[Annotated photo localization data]
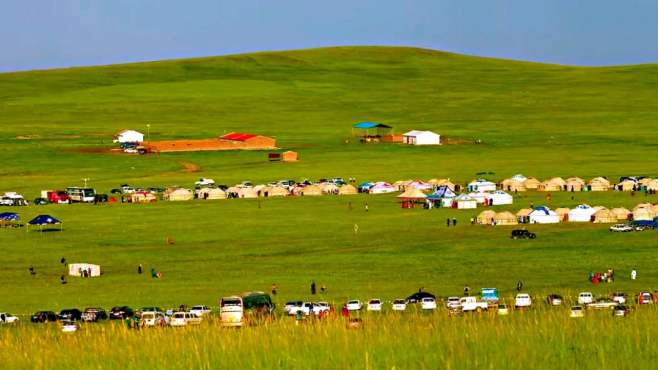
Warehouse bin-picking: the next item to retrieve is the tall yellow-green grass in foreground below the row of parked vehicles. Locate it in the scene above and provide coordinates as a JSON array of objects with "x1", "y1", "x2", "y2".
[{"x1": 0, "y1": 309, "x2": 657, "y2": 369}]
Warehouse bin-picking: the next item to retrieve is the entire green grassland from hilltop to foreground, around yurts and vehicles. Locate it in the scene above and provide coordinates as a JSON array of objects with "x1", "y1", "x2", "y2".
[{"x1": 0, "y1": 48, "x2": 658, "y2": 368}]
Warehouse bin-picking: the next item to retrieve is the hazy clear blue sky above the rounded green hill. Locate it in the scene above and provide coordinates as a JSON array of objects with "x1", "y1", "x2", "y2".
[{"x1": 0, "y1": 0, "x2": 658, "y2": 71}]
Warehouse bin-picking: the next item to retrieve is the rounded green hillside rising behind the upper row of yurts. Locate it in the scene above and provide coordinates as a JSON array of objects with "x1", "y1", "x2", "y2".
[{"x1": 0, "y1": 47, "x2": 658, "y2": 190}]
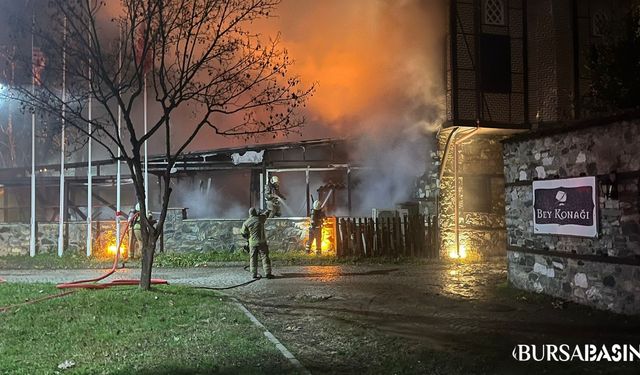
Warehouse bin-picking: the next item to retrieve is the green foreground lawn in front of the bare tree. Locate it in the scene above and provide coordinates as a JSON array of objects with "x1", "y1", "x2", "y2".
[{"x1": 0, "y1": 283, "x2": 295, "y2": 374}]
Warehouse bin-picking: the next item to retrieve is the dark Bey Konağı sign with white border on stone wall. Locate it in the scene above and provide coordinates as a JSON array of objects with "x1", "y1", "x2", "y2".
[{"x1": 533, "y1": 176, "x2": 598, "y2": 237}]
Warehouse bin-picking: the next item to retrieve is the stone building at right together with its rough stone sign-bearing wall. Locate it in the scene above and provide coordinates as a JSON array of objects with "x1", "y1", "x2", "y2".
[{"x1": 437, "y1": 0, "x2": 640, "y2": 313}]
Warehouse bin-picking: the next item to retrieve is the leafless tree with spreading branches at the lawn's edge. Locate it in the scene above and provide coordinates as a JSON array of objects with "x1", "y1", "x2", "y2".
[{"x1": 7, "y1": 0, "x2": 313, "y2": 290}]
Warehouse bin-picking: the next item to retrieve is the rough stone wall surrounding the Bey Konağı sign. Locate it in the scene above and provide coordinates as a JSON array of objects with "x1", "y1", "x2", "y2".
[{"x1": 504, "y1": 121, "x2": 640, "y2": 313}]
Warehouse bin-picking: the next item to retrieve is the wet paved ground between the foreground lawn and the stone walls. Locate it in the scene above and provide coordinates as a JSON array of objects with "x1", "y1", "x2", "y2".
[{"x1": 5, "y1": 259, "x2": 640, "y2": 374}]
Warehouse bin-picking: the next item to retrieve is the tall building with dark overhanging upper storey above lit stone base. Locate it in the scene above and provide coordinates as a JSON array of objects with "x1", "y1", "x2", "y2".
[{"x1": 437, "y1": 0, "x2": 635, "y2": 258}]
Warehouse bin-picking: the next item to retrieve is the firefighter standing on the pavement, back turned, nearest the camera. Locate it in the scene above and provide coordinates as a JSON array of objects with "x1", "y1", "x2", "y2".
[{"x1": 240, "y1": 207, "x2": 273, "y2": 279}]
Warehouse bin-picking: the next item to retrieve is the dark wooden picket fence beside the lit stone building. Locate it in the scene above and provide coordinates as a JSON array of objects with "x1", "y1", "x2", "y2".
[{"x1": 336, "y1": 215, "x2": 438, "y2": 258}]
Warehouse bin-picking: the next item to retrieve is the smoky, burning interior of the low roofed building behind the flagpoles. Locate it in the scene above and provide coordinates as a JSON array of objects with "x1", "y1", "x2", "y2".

WHAT THE EXERCISE ASKS:
Exact repetition of all the records is required, with the pictures excluded.

TASK ANSWER:
Warehouse bin-picking: the next item to retrieve is the tall yellow-green grass in foreground below the row of parked vehicles. Locate it in the scene above and provide coordinates as a JSON array of objects with "x1", "y1", "x2", "y2".
[{"x1": 0, "y1": 309, "x2": 657, "y2": 369}]
Warehouse bin-picking: the next item to retrieve is the entire green grassland from hilltop to foreground, around yurts and vehicles. Locate it in the scene above and provide coordinates as a JSON array of objects with "x1", "y1", "x2", "y2".
[{"x1": 0, "y1": 48, "x2": 658, "y2": 368}]
Warehouse bin-picking: the next item to retrieve is the hazy clear blue sky above the rounded green hill. Locate it in the scene above and provide coordinates as a JSON array of objects with "x1", "y1", "x2", "y2".
[{"x1": 0, "y1": 0, "x2": 658, "y2": 71}]
Warehouse bin-picking: the next item to retrieve is the rounded green hillside rising behind the upper row of yurts. Locate it in the scene above and provide coordinates as a JSON array of objects with "x1", "y1", "x2", "y2".
[{"x1": 0, "y1": 47, "x2": 658, "y2": 190}]
Warehouse bin-picking: the next item to retrieve is the green foreground lawn in front of the bare tree. Locate it in the scene above and provide coordinates as a JSON array of objects with "x1", "y1", "x2", "y2".
[{"x1": 0, "y1": 283, "x2": 295, "y2": 374}]
Warehouse bin-picking: the next item to retrieve is the dark Bey Konağı sign with white border on stone wall. Locate it in the scene above and provide coordinates as a JSON array of objects with "x1", "y1", "x2", "y2".
[{"x1": 533, "y1": 176, "x2": 598, "y2": 237}]
Warehouse bin-picking: the next item to retrieve is the stone building at right together with its rough stone sign-bearing wall. Locate it in the scene above and provide coordinates as a JSON array of objects with "x1", "y1", "x2", "y2".
[{"x1": 437, "y1": 0, "x2": 640, "y2": 313}]
Warehouse bin-picking: the next item to retrieve is the leafless tree with spreading branches at the lawn's edge. Locate it in the scene above and provide coordinates as a JSON array of objects with "x1", "y1", "x2", "y2".
[{"x1": 7, "y1": 0, "x2": 313, "y2": 290}]
Warehouse bin-picking: the next item to retrieve is the rough stone wall surrounding the Bey Konağı sign. Locate it in the scene above and provide coordinates as a JSON array of objects with "x1", "y1", "x2", "y2".
[{"x1": 504, "y1": 121, "x2": 640, "y2": 313}]
Warehouse bin-picking: the next item to retrieve is the wet paved ground between the foreground lawn and the stone walls. Locate it in the scene above and provide coordinates as a JSON array of objects with "x1", "y1", "x2", "y2".
[{"x1": 5, "y1": 259, "x2": 640, "y2": 374}]
Warehouse bin-picking: the next item to retrieve is the tall building with dark overhanging upper storey above lit stone base. Locate it in the scene above and provide coordinates as a JSON array of objects with "x1", "y1", "x2", "y2".
[{"x1": 437, "y1": 0, "x2": 635, "y2": 258}]
Warehouse bin-picking: the next item to retrieve is the firefighter standing on the pavement, back turned, nearest the camera. Locate it in the scene above and provide coordinates as a JSON array of objects with "x1", "y1", "x2", "y2".
[{"x1": 240, "y1": 207, "x2": 273, "y2": 279}]
Warehouse bin-picking: the next item to retrieve is the dark wooden picket fence beside the lit stone building. Locate it in the scene above and provide coordinates as a JSON array of objects with "x1", "y1", "x2", "y2".
[{"x1": 336, "y1": 215, "x2": 438, "y2": 258}]
Warehouse bin-picking: the next item to retrieve is the smoky, burning interior of the low roofed building behind the flagpoles. Locate it in the scene above and provide coordinates as a JSON array of objects with "x1", "y1", "x2", "y2".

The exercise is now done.